INPUT DATA -
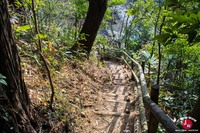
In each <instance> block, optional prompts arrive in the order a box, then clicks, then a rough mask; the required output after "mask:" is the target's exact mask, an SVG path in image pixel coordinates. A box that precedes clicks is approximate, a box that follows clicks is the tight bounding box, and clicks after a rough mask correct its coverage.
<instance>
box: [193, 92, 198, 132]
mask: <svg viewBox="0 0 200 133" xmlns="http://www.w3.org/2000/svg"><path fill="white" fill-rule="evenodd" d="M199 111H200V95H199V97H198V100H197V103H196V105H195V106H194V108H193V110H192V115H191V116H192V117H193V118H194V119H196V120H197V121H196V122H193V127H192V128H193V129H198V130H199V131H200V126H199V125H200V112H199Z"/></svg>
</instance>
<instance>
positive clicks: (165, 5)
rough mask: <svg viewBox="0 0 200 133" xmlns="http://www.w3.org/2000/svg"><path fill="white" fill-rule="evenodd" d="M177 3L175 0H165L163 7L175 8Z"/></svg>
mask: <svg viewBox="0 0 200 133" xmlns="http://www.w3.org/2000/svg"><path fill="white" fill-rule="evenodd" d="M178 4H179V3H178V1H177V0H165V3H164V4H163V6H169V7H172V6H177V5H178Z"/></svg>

* * *

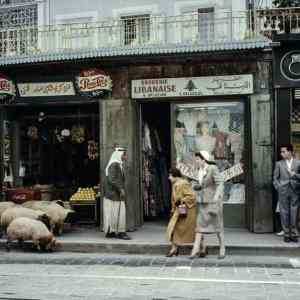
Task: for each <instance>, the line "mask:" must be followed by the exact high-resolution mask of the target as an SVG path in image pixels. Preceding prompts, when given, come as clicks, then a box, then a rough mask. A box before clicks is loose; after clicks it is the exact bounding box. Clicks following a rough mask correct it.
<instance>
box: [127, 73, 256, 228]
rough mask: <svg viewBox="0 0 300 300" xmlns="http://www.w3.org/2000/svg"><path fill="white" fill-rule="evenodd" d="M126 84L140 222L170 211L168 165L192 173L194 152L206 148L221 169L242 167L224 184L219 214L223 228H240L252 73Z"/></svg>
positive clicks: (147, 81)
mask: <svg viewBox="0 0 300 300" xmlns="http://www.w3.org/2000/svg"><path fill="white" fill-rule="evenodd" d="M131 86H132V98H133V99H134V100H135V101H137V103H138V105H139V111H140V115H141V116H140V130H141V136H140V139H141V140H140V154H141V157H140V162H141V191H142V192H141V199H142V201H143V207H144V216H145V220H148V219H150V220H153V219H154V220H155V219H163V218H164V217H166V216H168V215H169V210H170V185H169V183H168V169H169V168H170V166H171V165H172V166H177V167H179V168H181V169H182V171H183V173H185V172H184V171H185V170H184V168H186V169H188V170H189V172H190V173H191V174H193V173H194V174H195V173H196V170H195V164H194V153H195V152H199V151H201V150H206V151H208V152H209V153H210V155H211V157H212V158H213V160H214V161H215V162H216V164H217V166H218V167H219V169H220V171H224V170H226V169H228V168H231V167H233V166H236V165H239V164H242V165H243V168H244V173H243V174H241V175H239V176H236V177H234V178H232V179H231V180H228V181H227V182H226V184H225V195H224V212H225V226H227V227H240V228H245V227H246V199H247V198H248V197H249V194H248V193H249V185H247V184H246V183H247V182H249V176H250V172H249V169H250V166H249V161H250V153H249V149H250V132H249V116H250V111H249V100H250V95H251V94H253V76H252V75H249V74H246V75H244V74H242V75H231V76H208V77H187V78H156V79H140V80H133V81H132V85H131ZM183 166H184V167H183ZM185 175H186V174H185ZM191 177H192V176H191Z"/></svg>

...

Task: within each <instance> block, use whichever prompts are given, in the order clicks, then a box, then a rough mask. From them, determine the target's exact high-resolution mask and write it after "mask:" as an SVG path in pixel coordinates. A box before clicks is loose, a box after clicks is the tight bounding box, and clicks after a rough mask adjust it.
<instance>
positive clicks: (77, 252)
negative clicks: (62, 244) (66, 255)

YOUR INSTRUCTIONS -
Find every line in the entries above that contains the string "positive" and copy each of those lines in full.

REPLY -
positive clicks: (165, 5)
positive clicks: (147, 81)
positive clicks: (77, 252)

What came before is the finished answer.